Micheal M. Smith is a Business Administrator and an accountant by profession, but he has a broad range of expertise in other areas. He knows about many different subjects and sees the world through curious and creative eyes.
Micheal M. Smith was born in Kingston, Jamaica and migrated to Canada at age 5. Outside of attending University in the USA, Montreal has always been his home. He entered the field of accounting to learn the intricacies of business and because he felt it provided the best avenues for employment. Additionally, he envisioned owning a business at some point, not knowing what that would be.
Event production has always been a part of Smith’s life, whether promoting parties, concerts, or organizing basketball tournaments or festivals. His radio story began while doing promotions with a friend, where they would go to CKUT Radio to promote their events.
During one of his visits to the radio station, he joined an on-air discussion about black entertainers and what was happening in the USA. The show was well-received, and after making a few other appearances, he was asked to be a regular guest host. Not too long after, the original show host Ronni Luv, stepped away and turned it over to Micheal and co-host Donald D. “Two years later, Donald D moved on and I became the permanent host. I have been the lead host and music programmer ever since”, Smith said. For 22 years, Micheal M, Smith has remained the host of The Weekend Groove on CKUT Radio 90.3 FM.
Micheal M. Smith is the Chair Person of the Jamaica Association of Montreal Foundation Inc, the coordinators and producers of the annual Jamaica Day celebration in Montreal. He started organizing the event in 2004. “Jamaica Day was born from the need to present Jamaican people and culture positively. At the time of its inception, there were a lot of negative stereotypes regarding Jamaicans and Jamaican culture”, he said. “I am most pleased about the diversity of the people in attendance, it is a time for us to celebrate our culture and Independence and to share it with the wider community”.
Micheal M. Smith has also worked as an Educator, Program Coordinator, Mentor, Community Liaison Worker, Administrative Assistant & Police Relations Liaison. He is a past President of the Jamaica Association of Montreal Inc. Reminiscing, he speaks highly of his accomplishments during his tenure. “As I look back, we were not in a good financial position when I was elected President”, he said. “It took some frugal budgeting to get us out of the situation and at the same time improve services to the community”, Smith continued. “We also had the challenge of bringing members back who had stopped coming to the Association. In my first year we were able to get out of our fiscal deficit and almost double our membership”.

============================================================

Directives:
1. From the biography of Micheal M. Smith, list every job title he is said to have also worked as.
2. In the records, copy the lines from the first line through the line containing "78L45 72L44 68L44", switching "wheel arch" to "fender" and leaving everything else unchanged.

============================================================

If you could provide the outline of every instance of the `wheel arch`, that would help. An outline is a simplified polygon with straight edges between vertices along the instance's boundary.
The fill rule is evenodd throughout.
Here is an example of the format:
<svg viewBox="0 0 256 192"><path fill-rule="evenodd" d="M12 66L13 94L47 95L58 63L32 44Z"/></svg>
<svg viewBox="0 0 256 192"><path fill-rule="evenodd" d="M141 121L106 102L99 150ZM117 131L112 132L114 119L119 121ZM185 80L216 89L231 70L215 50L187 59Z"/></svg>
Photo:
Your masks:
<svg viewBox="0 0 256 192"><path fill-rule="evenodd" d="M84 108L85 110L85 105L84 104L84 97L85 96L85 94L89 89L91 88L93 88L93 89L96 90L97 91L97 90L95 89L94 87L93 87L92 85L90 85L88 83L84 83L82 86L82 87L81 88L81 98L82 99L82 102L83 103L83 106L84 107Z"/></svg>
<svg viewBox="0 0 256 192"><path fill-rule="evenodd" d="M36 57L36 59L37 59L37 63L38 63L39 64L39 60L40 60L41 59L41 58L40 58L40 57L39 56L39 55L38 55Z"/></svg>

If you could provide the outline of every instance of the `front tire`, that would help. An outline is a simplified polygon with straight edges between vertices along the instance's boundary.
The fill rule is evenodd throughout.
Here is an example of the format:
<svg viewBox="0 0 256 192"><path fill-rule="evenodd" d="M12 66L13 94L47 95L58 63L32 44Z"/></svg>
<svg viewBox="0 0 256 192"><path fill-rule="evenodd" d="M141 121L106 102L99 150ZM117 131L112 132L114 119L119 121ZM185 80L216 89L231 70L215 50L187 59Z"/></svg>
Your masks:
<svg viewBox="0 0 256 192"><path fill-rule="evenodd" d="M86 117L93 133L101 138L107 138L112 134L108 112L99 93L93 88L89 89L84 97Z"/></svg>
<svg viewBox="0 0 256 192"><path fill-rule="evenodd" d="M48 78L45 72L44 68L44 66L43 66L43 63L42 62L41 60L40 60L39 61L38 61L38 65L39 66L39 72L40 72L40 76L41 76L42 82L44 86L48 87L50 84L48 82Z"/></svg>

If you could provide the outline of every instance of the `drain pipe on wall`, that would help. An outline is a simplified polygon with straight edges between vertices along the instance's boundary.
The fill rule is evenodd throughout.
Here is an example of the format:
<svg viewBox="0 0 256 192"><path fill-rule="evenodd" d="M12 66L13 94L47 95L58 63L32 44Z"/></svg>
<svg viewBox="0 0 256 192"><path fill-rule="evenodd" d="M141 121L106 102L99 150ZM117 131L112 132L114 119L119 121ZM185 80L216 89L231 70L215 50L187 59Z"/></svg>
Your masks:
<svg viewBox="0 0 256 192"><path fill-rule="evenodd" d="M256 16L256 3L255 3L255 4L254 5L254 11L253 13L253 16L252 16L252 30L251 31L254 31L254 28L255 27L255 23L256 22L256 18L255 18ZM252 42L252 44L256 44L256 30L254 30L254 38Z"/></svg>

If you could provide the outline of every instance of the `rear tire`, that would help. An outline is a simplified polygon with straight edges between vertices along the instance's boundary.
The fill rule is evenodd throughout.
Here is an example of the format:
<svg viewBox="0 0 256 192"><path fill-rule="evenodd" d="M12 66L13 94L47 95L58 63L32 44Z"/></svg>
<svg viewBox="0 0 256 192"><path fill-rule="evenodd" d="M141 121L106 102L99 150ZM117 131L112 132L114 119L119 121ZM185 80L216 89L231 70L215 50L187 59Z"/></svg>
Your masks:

============================================================

Answers below:
1. Educator, Program Coordinator, Mentor, Community Liaison Worker, Administrative Assistant, Police Relations Liaison

2.
If you could provide the outline of every instance of the `fender`, that would help. An outline is a simplified polygon with straight edges between vertices along the instance's boundary.
The fill rule is evenodd throughout.
Here is an example of the format:
<svg viewBox="0 0 256 192"><path fill-rule="evenodd" d="M12 66L13 94L47 95L58 63L32 44Z"/></svg>
<svg viewBox="0 0 256 192"><path fill-rule="evenodd" d="M141 121L106 102L99 150ZM117 131L112 132L114 119L119 121ZM185 80L216 89L231 70L215 50L187 59Z"/></svg>
Photo:
Your masks:
<svg viewBox="0 0 256 192"><path fill-rule="evenodd" d="M84 108L85 110L85 105L84 104L84 97L85 96L85 94L89 89L91 88L93 88L93 89L96 90L97 91L97 90L95 89L94 87L93 87L92 85L90 85L88 83L84 83L82 86L82 87L81 88L81 98L82 99L82 102L83 103L83 106L84 107Z"/></svg>
<svg viewBox="0 0 256 192"><path fill-rule="evenodd" d="M36 57L36 59L37 59L37 63L38 63L39 64L39 60L40 60L41 59L41 58L40 58L40 57L39 56L39 55L38 55Z"/></svg>

If you could provide the outline of every instance of the `front tire`, that would help. An outline is a simplified polygon with straight edges between vertices along the instance's boundary.
The fill rule is evenodd throughout.
Here is an example of the format:
<svg viewBox="0 0 256 192"><path fill-rule="evenodd" d="M12 66L13 94L47 95L58 63L32 44Z"/></svg>
<svg viewBox="0 0 256 192"><path fill-rule="evenodd" d="M141 121L106 102L99 150ZM117 131L112 132L114 119L119 121ZM185 80L216 89L231 70L215 50L187 59Z"/></svg>
Your masks:
<svg viewBox="0 0 256 192"><path fill-rule="evenodd" d="M86 117L93 133L101 138L107 138L112 134L108 112L99 93L93 88L89 89L84 97Z"/></svg>
<svg viewBox="0 0 256 192"><path fill-rule="evenodd" d="M48 78L45 72L44 68L44 66L43 66L43 63L42 62L41 60L40 60L39 61L38 61L38 65L39 66L39 72L40 72L40 76L41 76L42 82L44 86L48 87L50 84L48 82Z"/></svg>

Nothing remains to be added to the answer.